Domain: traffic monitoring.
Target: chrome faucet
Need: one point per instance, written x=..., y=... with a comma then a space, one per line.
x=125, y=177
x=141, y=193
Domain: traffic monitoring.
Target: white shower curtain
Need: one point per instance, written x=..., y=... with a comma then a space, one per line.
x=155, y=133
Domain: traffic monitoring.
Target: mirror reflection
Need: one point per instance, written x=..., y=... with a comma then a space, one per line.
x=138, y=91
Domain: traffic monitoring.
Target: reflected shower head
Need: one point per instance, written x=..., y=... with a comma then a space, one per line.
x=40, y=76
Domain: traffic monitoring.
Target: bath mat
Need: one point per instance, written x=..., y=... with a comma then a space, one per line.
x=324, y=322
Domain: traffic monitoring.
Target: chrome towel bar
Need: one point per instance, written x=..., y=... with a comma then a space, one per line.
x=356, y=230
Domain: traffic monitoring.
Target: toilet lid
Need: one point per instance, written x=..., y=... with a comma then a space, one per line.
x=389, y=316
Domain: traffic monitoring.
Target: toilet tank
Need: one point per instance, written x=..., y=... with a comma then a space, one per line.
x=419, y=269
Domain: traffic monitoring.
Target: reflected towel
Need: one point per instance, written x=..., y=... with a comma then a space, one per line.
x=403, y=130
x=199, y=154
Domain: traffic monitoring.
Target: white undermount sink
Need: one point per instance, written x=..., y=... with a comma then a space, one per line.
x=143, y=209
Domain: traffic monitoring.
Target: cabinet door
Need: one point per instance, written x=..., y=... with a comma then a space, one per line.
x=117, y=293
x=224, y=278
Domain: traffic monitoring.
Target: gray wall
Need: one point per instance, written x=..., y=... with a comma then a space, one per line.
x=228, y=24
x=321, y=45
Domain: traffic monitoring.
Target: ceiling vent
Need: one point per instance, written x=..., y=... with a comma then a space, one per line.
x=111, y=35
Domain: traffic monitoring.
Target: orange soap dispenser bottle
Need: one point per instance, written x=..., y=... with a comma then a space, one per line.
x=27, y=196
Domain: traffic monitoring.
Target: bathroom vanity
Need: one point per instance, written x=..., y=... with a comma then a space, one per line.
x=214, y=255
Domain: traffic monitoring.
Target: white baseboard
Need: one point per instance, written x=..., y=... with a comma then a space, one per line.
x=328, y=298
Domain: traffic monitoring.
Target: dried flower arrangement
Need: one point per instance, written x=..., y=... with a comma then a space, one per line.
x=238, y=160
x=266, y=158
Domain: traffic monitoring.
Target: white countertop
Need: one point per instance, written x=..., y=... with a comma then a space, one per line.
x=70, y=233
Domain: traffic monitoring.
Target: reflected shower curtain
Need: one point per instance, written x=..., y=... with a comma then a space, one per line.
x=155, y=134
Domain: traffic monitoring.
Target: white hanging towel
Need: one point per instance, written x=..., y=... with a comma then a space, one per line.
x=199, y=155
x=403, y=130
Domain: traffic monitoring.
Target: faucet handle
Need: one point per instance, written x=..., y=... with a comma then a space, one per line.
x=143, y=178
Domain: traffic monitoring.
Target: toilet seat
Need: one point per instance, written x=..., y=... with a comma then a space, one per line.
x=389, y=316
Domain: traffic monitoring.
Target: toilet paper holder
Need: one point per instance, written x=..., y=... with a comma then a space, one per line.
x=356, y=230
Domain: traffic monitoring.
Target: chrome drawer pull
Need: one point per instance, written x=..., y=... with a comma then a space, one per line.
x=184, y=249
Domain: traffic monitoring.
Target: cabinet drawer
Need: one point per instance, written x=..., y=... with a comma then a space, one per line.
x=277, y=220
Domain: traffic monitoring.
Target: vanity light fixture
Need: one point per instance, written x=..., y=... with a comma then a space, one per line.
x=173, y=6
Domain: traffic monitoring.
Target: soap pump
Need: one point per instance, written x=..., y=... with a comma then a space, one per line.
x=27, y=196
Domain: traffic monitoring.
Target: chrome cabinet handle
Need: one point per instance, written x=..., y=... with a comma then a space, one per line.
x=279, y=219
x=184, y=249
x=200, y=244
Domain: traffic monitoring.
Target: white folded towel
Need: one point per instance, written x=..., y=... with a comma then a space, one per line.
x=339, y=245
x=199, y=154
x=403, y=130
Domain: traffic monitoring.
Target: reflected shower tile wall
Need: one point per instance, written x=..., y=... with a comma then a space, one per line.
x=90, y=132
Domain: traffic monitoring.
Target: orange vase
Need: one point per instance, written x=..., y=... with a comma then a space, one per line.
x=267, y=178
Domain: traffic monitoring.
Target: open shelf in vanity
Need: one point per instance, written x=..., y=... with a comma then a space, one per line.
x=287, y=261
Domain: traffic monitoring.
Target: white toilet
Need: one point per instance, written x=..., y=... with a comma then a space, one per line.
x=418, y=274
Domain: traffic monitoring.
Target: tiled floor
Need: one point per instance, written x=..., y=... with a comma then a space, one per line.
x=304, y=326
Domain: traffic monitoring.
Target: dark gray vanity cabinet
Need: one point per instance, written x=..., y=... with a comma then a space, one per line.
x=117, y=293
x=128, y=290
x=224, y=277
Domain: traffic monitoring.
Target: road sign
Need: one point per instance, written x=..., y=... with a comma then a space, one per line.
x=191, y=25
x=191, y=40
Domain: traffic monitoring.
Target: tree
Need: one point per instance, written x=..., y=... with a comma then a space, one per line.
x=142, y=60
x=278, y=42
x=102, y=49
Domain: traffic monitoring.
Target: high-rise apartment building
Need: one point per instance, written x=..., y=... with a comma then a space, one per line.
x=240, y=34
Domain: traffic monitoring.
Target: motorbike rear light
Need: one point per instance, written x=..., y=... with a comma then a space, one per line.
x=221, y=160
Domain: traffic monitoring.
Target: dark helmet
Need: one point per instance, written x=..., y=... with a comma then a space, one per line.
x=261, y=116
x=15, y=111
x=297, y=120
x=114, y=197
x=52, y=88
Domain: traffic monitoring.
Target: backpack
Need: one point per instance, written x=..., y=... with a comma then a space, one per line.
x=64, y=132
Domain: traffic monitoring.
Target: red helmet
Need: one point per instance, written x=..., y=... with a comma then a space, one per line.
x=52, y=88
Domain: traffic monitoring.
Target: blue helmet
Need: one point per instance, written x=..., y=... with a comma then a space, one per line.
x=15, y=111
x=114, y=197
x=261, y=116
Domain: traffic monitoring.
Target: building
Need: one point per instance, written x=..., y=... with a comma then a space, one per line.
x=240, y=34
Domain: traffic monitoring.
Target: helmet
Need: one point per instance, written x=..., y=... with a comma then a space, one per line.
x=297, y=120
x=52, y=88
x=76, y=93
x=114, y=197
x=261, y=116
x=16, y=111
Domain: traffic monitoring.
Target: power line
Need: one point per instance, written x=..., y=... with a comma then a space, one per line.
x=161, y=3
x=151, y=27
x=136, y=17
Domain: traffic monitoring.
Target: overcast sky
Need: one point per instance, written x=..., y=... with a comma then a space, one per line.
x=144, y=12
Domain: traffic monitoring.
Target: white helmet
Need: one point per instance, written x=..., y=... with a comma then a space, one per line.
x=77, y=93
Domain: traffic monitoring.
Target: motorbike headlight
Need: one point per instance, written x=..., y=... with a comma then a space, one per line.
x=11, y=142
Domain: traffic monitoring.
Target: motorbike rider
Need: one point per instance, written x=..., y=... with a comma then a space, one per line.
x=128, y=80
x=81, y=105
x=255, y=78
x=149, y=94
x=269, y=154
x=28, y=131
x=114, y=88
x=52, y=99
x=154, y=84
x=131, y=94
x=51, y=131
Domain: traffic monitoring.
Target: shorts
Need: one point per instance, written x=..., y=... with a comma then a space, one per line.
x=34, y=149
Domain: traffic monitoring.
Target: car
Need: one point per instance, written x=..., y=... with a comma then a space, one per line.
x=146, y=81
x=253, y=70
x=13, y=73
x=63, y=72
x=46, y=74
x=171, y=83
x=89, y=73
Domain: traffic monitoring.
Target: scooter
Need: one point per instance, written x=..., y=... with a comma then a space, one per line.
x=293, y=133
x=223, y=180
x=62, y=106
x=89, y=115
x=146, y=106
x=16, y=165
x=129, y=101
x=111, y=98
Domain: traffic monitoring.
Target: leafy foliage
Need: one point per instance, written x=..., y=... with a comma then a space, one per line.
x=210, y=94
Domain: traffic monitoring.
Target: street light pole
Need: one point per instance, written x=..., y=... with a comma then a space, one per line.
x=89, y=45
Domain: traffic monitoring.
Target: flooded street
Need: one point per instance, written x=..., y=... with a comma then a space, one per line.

==============================

ASSIGNMENT >>
Go through the lines above. Select every one that has the string "vanity".

OUTPUT OF THE TASK >>
Target: bathroom vanity
Target: vanity light fixture
Target: open shelf in vanity
Target: dark gray vanity cabinet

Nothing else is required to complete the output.